• [WHAT YOU ARE ASKED TO DO]
An exact copy of every record below is required, with the pictures left out.

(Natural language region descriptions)
● ● ●

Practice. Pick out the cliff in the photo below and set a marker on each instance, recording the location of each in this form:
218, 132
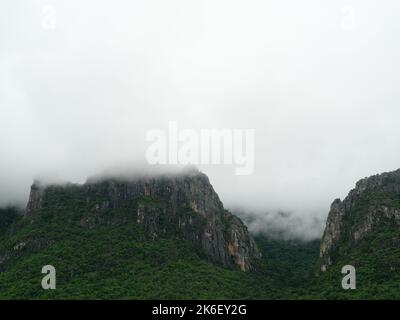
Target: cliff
181, 205
372, 208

● ● ●

• [YOUR RESPONSE]
Practice. Pick out the cliff in the photo below and set a marker on each instance, recording the location of each in this form:
218, 132
Target: cliff
181, 205
372, 208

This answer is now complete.